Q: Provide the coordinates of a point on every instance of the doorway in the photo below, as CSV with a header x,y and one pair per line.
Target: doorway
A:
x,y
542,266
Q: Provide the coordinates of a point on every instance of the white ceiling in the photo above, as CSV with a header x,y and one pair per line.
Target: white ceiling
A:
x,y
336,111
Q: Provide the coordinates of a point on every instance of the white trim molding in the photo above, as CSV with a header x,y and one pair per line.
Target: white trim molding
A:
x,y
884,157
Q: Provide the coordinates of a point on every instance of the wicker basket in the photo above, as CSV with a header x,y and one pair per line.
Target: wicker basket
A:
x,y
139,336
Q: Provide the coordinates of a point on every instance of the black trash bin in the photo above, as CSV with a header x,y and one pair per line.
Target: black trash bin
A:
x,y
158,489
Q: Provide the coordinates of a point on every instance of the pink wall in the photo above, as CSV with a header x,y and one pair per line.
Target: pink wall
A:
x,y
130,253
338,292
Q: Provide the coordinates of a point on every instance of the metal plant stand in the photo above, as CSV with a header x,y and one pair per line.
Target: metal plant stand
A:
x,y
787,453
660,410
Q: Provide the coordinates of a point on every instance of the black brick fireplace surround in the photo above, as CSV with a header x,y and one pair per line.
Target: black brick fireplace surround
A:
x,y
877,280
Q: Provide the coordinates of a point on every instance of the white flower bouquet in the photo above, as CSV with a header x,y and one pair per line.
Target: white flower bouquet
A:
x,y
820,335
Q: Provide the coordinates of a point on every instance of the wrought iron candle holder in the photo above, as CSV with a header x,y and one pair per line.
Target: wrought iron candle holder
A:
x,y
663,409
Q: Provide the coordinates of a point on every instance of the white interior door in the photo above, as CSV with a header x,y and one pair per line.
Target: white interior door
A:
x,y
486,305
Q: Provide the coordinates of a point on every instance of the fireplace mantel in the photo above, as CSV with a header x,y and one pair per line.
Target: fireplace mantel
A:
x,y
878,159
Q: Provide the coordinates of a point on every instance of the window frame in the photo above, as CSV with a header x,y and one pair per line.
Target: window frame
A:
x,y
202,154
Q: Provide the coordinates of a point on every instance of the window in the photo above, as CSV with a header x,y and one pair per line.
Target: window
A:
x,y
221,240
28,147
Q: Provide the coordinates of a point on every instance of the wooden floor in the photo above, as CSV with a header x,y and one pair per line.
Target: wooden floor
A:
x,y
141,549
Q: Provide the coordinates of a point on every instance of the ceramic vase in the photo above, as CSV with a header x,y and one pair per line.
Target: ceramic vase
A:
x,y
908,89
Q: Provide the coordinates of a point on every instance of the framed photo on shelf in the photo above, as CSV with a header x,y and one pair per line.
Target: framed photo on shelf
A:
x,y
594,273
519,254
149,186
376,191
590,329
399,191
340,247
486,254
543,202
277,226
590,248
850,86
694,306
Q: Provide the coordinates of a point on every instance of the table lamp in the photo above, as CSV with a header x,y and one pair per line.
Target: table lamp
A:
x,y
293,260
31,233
■ ■ ■ ■ ■
ABOUT THIS TASK
Scan the entries above. Copy each line that has the string "ceramic".

EXERCISE RESULT
Q: Provide the coordinates of a point on every instance of the ceramic vase in the photo above, as CSV with a header x,y and one pair per line.
Target: ceramic vase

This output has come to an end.